▸ **DATA ROWS**:
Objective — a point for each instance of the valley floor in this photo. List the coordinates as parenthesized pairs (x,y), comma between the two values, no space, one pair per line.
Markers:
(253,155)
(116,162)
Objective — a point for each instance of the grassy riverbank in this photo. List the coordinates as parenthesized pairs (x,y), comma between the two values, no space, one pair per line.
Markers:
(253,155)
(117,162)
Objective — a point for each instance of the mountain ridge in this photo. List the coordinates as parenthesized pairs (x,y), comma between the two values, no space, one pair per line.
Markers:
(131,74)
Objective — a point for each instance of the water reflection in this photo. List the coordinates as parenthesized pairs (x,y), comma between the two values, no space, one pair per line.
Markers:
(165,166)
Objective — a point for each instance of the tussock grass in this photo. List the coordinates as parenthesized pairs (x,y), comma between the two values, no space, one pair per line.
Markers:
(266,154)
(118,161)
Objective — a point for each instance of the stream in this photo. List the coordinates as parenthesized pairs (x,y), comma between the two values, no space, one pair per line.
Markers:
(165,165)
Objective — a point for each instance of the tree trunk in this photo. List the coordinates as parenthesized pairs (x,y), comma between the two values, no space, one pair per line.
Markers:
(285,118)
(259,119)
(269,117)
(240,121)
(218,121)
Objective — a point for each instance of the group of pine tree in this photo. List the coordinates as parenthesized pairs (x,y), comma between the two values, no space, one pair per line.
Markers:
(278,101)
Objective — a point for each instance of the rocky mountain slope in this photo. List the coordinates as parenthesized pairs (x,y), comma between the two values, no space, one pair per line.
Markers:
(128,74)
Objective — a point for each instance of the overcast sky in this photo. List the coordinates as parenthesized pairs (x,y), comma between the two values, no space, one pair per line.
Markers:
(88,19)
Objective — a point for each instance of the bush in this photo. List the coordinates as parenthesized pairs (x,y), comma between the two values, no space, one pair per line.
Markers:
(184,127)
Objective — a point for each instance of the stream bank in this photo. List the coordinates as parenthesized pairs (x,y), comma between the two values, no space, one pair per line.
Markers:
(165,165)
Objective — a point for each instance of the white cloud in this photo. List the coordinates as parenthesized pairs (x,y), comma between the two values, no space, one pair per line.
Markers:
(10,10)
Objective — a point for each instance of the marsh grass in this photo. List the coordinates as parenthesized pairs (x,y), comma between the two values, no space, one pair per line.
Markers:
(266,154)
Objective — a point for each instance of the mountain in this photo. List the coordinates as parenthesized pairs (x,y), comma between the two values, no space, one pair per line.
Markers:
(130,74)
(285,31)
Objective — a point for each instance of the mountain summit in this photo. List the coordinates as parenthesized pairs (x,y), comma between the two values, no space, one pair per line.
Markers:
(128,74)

---

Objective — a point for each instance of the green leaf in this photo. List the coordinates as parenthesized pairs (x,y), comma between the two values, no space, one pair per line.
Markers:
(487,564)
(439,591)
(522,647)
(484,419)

---

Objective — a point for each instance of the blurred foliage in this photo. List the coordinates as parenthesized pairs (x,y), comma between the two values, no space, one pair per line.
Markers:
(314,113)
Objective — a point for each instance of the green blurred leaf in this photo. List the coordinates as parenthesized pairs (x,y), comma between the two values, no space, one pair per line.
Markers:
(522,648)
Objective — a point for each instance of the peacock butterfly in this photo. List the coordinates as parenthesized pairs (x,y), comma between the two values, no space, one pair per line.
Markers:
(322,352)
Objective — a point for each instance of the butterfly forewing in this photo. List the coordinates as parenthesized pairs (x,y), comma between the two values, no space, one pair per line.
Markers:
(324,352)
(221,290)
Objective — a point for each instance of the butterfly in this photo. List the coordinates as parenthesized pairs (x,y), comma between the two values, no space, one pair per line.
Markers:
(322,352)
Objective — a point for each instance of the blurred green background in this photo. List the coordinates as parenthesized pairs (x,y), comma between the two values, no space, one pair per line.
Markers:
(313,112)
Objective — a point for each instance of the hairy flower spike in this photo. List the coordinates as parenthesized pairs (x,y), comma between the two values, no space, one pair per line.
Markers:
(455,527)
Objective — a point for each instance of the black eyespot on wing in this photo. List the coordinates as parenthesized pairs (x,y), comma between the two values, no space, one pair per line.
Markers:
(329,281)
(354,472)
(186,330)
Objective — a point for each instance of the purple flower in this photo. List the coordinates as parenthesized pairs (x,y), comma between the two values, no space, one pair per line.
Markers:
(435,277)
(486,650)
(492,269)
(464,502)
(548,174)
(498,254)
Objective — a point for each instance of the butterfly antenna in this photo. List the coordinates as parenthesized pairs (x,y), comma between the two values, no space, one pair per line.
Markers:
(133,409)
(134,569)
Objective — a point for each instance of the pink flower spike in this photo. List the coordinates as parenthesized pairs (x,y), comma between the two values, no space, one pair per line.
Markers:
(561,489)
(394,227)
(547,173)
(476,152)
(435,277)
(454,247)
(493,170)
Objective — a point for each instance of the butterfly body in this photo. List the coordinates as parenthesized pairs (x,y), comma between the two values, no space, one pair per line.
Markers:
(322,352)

▸ **WRITTEN EXERCISE**: Which lines in the entries contain the string "eyespot"? Pick out each one and copy it in full.

▸ **FULL OUTPUT**:
Objective — a point for each instance of the black eyespot on wing in this photo. List the coordinates as parenthesized pairs (x,y), comma between the two values, no space, one pair per line.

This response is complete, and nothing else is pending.